◆ **REQUIRED ACTION 1**:
In the article on MSC and the Northern Sea Route, copy the part starting with "Adding to it, the" and going on through "one nautical mile.", swapping "lowest carbon footprint" for "smallest carbon footprint".
◆ **REQUIRED ACTION 2**:
According to the article on MSC and the Northern Sea Route, how many ships in MSC's existing fleet were retrofitted with the latest green technologies?
◆ **REQUIRED ACTION 3**:
Render this sentence from the article on MSC and the Northern Sea Route in Spanish: "MSC is convinced that the 21 million containers moved each year for its customers can be transported around the world without passing through this Arctic corridor."

◆ **SELECTED PASSAGE**:
MSC through a statement said that surge in container shipping traffic in the Arctic could damage air quality and endanger the biodiversity of untouched marine habitats.

The carrier has decided not to use the short cut route between northern Europe and Asia citing ‘environmental impact’ as the reason though the route is viable for the carrier.

MSC is convinced that the 21 million containers moved each year for its customers can be transported around the world without passing through this Arctic corridor.

The Northern Sea Route lies entirely in Arctic waters and has been trialed by other shipping lines seeking to take advantage of melting ice from global warming. 

“As a responsible company with a longstanding nautical heritage and passion for the sea, MSC finds the disappearance of Arctic ice to be profoundly disturbing. Every drop in the oceans is precious and our industry should focus its efforts on limiting environmental emissions and protecting the marine environment across existing trade routes,” said Diego Aponte, president & CEO, MSC Group.

Strategic approach to sustainability

The Geneva-based company said that it had completed a program to retrofit more than 250 ships in its existing fleet with the latest green technologies, cutting about 2 million tonnes of CO2 emissions each year.

Adding to it, the company said that its latest ultra-large container vessels (ULCVs) have the lowest carbon footprint by design, at 7.49 grams of CO2 emissions to move one tonne of cargo one nautical mile.

Also, it informed that it is on a well-defined pathway to meet the 2030 IMO level of ambition for CO2 emissions intensity reduction.

“The great challenge which remains for container shipping this century is how to decarbonise and meet the UN IMO’s future emissions goals beyond 2030. While we are fully supporting these more distant targets, this will not be achievable without some major breakthroughs in fuel and propulsion technologies,” said Bud Darr, executive vice president, Maritime Policy & Government Affairs, MSC Group.

MSC is actively studying the potential of using new alternative fuel sources, such as biofuel blends, hydrogen fuel cells, complementary battery power and, potentially, wind and solar.

CMA CGM, in August, became the first container shipping company to decide that its fleet will not use the Northern Sea route as ‘it will represent a significant danger to the unique natural ecosystems of this part of the world’.

The French company found LNG as the best possible solution to significantly reduce the environmental footprint of maritime transport.

According to CMA CGM, the use of LNG reduces: emissions of sulphur and fine particles by 99%; nitrogen oxides emissions by 85% and carbon dioxide emissions by up to 20%.

(Stored data)
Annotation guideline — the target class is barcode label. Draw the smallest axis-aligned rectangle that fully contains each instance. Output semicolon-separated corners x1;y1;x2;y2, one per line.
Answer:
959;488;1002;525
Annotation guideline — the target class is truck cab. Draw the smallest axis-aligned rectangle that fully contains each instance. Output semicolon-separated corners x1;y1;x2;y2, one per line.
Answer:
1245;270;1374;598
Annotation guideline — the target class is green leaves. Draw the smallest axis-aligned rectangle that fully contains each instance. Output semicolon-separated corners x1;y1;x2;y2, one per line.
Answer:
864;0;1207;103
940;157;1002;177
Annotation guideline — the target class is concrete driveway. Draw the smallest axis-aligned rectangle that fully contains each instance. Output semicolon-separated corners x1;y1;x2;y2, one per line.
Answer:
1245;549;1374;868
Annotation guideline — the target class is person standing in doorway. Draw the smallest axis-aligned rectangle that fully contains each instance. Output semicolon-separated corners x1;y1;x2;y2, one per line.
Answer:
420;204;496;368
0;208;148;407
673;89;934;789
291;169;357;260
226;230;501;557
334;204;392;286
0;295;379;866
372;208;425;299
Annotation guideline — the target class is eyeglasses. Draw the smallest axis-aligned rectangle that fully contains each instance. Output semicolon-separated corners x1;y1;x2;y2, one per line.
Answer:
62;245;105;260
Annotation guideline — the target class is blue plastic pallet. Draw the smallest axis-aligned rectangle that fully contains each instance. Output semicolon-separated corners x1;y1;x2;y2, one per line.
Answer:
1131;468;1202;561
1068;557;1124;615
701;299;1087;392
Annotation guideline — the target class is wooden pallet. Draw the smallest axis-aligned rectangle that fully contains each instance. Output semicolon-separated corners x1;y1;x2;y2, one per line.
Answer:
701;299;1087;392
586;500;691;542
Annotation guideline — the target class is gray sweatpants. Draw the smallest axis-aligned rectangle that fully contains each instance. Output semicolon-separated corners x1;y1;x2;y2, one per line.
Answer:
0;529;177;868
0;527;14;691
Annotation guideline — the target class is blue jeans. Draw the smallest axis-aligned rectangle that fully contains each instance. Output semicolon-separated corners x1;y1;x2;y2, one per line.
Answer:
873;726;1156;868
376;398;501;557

◆ **TASK ANSWER 1**:
Adding to it, the company said that its latest ultra-large container vessels (ULCVs) have the smallest carbon footprint by design, at 7.49 grams of CO2 emissions to move one tonne of cargo one nautical mile.

◆ **TASK ANSWER 2**:
More than 250 ships.

◆ **TASK ANSWER 3**:
MSC está convencida de que los 21 millones de contenedores que transporta cada año para sus clientes pueden trasladarse por todo el mundo sin pasar por este corredor ártico.